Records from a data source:
+ + + +

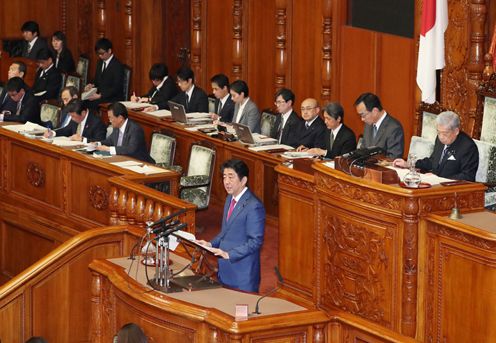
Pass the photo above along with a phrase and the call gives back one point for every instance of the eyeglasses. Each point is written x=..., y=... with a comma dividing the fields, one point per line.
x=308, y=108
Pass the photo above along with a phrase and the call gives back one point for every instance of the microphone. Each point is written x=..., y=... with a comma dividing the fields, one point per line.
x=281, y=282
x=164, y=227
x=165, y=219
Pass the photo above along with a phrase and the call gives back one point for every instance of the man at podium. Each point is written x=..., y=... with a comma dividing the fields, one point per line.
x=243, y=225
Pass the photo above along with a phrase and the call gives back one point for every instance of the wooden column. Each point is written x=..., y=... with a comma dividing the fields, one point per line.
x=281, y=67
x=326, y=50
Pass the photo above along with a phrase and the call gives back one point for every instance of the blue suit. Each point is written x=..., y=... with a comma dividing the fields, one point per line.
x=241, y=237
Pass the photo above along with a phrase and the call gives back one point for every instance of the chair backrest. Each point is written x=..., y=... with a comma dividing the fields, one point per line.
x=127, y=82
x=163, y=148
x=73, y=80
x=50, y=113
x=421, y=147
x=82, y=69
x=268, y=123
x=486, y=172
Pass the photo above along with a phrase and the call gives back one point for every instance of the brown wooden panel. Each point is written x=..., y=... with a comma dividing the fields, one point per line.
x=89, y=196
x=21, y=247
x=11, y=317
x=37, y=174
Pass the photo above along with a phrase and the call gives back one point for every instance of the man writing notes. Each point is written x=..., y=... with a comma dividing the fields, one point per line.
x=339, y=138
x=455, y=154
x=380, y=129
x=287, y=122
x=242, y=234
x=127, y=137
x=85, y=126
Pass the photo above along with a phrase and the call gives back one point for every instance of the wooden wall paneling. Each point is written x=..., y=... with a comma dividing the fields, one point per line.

+ + + +

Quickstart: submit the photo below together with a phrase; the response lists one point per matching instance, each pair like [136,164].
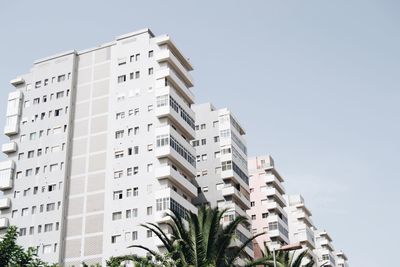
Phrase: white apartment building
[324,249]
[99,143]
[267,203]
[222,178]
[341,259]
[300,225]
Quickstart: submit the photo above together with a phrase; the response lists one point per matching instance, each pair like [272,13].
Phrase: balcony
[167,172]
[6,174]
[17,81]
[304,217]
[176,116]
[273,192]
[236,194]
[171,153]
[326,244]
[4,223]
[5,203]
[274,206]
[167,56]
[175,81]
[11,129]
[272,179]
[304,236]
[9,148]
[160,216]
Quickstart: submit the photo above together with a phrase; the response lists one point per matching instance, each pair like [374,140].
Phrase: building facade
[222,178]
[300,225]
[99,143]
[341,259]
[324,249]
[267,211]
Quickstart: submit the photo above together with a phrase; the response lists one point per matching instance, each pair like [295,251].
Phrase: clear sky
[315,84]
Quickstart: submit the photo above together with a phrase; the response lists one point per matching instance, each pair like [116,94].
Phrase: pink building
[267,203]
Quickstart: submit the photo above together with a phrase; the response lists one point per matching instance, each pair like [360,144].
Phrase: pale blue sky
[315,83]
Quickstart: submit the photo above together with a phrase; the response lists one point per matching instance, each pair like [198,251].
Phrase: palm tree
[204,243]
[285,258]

+ + + +

→ Task brief
Using the entries shown above, reproduce verbatim the lines from the line bearing "the wooden column." to the line bearing "the wooden wall", inclusive.

→ Written response
Pass the photo above along with a phrase and the call gives back one point for every instance of the wooden column. Each point is written x=..., y=... with a comma dividing the fields, one point per line.
x=281, y=67
x=326, y=50
Pass the photo above along with a phrase and the call gives back one point for every instance of the blue suit. Each point is written x=..., y=... with a comma dividing the fields, one point per line.
x=241, y=237
Pass the photo above along with a phrase and the call gives back one point for every instance of the chair backrest. Each point is written x=..., y=... with a comma dividing the fields, one point per line.
x=127, y=82
x=163, y=148
x=73, y=80
x=50, y=113
x=421, y=147
x=82, y=69
x=268, y=123
x=486, y=172
Pass the photo above along with a phrase and the call gives back one point for every instance of the brown wooden panel. Each point is written x=..., y=... with a comma dividing the fields, one point per line.
x=89, y=196
x=21, y=247
x=11, y=317
x=37, y=174
Pass the photo above along with a phrase and the call gives back one point for every instance of the man writing notes. Each point is written x=..., y=... with a comma dividing the fields, one point per line.
x=339, y=138
x=455, y=154
x=380, y=129
x=287, y=122
x=242, y=234
x=127, y=137
x=85, y=126
Pass the photo above along with a phrase and the call gives back one point for every instance of the wooden wall paneling. Each point is written x=..., y=... with a comma dividing the fields, one point per line.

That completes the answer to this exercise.